• [TEXT FOR ANALYSIS]
*-*-*

Day and night a torrent of famished and disease-stricken wretches poured into the great cities. …pestilence had broken out. … we find small-pox at Moorshedabad, … The streets were blocked up with … heaps of the dying and dead. … even the dogs and jackals, the public scavengers of the East, became unable to accomplish their revolting work, and the multitude of mangled and festering corpses at length threatened the existence of the citizens.
Starving and shelter less crowds crawled despairingly from one deserted village to another in a vain search for food, or a resting-place in which to hide themselves from the rain. The epidemics incident to the season were thus spread over the whole country; … Millions of famished wretches died in the struggle to live … their last gaze being probably fixed on the densely-covered fields that would ripen only a little too late for them…”
About a quarter to a third of the population of Bengal starved to death in about a ten-month period. In 1865–66, severe drought struck Odisha and was met by British official inaction.
Victims pictured in 1877 Reference 4.
Relief Distribution in Bellary Reference 4. Great Famine 1876 to 78.
An important work to understand the role of British during the period 1939-45 (World War II), is Madhusree Mukerjee’s book “Churchill’s Secret War” 6 where she shows that the 20th Century’s greatest hero is also its greatest villain.

*-*-*

• [DATA PROVIDED]

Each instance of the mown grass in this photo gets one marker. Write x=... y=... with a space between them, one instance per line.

*-*-*

• [WHAT THIS EXERCISE ASKS]
[A] Retype the famine passage from "About a quarter" up to and including "1876 to 78.".
[B] Please continue the famine passage from its final sentence.
The listing has nothing to do with the famine passage.

• [RESULTS IN ORDER]
[A]
About a quarter to a third of the population of Bengal starved to death in about a ten-month period. In 1865–66, severe drought struck Odisha and was met by British official inaction.
Victims pictured in 1877 Reference 4.
Relief Distribution in Bellary Reference 4. Great Famine 1876 to 78.

[B]
When asked to release more grain to India, Churchill said “I hate Indians. They are a beastly people with a beastly religion. The famine was their own fault for breeding like rabbits.” When the Delhi Government sent a telegram to him painting a picture of the horrible devastation and the number of people who had died, his only response was, “Then why hasn’t (Mahatma) Gandhi died yet?”
How to imagine the scale of loss?
The Gaja cyclone of Tamil Nadu in November 2018, which devastated the livelihoods of 500,000 families by leveling coconut, cashew and mango farms killed about 40 people. The 2004 Tsunami killed 230,000 across 14 countries.
The number of Indians who died in famines in Colonial India is 50 million. The scale of loss is incomparable.
What can India do now?
Indian school textbooks should bring out British brutality unambiguously, as these were facts of our history. In the absence of critique of the colonial period, students can come away with the false notion that colonization was the best thing that happened to India.